→ Problem to solve
How many lines in the rows below contain the string "pants"? Reply with the number only.

○ ○ ○ ○ ○

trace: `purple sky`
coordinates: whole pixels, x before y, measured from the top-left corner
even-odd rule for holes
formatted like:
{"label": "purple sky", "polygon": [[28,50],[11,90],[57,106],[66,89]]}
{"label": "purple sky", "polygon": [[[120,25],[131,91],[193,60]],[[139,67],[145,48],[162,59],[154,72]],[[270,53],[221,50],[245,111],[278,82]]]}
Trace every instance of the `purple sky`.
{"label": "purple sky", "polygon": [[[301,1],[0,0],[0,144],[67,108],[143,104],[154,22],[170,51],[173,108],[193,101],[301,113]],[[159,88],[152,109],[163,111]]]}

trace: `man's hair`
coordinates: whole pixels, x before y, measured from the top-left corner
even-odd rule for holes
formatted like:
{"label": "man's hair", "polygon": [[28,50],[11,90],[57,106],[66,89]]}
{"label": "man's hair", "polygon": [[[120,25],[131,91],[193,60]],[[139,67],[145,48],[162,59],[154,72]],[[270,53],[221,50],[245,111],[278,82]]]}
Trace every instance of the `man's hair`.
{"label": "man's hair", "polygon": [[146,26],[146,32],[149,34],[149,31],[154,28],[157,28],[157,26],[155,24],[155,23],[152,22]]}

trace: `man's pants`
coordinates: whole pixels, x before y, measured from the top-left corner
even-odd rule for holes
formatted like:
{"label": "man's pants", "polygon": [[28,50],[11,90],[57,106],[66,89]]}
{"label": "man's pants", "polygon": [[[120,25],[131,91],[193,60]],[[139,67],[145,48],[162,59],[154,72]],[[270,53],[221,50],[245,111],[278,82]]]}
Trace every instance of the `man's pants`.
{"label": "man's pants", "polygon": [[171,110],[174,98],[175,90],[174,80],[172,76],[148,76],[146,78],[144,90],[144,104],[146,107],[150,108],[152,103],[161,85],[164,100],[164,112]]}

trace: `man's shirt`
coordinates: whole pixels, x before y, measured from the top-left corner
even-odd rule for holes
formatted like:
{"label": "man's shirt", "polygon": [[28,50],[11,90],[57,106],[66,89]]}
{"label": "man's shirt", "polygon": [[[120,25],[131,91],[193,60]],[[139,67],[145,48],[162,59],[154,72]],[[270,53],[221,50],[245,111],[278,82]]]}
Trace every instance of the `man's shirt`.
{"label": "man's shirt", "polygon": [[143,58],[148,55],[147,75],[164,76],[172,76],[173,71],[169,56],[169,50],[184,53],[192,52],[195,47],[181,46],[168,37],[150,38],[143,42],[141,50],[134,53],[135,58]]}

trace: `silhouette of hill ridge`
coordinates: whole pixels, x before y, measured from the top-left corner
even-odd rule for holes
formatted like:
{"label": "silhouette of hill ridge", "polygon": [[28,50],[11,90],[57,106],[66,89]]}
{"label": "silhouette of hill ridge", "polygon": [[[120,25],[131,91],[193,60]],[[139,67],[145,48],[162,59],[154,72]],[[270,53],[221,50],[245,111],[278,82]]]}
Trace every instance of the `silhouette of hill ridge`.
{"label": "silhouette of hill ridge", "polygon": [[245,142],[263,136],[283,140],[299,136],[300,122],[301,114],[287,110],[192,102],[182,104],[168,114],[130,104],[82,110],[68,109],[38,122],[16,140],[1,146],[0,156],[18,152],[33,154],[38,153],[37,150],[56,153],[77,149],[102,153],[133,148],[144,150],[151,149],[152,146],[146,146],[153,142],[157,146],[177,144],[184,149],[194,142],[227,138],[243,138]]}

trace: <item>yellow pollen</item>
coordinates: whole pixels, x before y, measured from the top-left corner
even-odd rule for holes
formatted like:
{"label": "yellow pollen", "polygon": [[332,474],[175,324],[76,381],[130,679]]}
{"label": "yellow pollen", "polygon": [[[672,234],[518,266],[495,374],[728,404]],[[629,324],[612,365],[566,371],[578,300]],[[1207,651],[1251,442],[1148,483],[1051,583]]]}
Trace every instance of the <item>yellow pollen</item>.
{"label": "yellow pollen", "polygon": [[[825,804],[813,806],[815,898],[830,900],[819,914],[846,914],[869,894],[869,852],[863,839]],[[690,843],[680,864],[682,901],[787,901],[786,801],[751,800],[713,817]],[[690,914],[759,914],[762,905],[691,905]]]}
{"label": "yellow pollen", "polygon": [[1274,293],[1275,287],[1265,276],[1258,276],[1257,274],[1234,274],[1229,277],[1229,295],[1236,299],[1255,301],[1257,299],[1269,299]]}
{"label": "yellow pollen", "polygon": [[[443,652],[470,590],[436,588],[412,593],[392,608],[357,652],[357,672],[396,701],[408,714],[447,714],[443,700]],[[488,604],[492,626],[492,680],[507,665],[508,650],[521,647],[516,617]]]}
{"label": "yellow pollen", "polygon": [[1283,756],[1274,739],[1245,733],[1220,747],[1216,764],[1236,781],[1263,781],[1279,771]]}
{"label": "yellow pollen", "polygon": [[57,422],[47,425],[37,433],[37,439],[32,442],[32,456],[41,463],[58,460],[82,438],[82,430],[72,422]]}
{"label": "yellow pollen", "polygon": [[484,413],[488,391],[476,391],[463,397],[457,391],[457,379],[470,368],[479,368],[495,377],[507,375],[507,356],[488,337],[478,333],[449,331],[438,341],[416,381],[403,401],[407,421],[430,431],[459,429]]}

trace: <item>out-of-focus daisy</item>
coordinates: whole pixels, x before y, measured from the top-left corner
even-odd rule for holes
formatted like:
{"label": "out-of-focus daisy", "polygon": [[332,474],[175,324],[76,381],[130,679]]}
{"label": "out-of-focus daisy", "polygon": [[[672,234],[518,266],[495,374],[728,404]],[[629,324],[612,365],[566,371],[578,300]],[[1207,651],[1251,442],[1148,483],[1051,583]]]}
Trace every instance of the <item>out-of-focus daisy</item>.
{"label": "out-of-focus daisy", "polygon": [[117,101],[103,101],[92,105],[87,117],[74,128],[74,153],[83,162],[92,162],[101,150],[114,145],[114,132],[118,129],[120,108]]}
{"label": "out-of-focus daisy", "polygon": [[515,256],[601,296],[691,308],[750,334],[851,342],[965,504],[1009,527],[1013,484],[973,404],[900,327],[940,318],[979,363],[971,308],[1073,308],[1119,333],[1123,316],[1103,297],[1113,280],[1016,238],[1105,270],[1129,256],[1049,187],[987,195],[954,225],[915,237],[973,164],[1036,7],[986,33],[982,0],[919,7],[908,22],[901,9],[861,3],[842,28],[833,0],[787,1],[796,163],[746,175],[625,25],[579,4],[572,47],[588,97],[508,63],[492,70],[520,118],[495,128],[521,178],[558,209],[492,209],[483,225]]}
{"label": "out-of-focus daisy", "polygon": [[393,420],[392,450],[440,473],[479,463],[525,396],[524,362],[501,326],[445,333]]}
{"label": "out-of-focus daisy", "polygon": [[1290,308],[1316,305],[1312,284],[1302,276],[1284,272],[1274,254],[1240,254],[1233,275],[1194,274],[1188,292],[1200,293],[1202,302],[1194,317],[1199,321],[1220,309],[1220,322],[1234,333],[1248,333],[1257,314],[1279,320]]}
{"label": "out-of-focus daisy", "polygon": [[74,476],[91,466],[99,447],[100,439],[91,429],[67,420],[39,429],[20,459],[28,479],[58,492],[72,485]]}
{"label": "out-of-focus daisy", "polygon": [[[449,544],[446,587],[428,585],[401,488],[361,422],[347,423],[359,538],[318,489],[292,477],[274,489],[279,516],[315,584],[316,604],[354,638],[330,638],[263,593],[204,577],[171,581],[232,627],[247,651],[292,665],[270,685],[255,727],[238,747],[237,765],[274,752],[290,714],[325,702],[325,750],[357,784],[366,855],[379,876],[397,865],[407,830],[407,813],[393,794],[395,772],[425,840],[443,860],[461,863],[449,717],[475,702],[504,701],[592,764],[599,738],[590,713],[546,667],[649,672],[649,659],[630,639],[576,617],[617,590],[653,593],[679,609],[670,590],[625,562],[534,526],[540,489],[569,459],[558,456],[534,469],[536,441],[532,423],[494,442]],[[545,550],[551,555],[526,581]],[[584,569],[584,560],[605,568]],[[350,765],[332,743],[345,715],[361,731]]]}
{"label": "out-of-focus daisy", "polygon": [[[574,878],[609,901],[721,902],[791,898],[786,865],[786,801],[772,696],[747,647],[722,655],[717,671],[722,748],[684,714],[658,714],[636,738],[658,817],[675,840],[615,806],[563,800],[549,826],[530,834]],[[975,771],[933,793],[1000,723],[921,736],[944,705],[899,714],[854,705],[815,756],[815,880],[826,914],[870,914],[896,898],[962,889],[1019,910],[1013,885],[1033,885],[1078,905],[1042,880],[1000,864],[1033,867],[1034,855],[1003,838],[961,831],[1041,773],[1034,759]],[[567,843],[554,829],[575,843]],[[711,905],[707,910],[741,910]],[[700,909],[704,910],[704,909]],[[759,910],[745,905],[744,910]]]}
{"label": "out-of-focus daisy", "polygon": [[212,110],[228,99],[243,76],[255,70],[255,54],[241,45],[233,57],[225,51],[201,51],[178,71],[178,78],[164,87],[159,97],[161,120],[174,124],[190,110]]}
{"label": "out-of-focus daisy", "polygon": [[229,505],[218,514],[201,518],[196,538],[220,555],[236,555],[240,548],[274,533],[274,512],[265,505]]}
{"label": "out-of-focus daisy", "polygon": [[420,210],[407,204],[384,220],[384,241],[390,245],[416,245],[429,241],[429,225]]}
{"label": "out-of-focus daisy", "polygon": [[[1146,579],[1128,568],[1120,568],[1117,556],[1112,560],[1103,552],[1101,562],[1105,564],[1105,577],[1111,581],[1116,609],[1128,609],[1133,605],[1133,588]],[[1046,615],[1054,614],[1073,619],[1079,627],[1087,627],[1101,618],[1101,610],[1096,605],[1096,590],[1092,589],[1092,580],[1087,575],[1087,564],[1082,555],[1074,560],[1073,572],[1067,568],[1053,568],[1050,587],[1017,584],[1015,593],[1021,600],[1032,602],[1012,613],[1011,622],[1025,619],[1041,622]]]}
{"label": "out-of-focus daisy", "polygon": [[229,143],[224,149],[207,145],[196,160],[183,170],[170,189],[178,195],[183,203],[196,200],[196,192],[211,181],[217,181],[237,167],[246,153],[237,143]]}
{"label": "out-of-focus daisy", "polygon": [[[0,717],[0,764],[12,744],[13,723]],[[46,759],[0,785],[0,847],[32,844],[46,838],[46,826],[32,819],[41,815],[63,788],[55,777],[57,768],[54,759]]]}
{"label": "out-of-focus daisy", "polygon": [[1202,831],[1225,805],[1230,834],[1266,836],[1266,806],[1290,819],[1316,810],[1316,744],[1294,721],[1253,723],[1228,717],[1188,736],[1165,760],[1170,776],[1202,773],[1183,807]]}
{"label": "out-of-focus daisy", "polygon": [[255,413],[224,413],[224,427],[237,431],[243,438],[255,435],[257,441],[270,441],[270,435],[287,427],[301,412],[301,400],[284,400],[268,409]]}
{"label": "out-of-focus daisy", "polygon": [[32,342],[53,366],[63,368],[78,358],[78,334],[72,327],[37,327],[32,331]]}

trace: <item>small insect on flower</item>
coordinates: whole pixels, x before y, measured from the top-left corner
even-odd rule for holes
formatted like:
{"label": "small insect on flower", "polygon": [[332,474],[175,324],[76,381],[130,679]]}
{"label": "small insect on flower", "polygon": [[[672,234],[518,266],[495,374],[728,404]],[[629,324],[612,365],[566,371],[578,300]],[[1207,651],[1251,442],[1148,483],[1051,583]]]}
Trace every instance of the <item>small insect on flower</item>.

○ ○ ○ ○ ○

→ Solution to this problem
5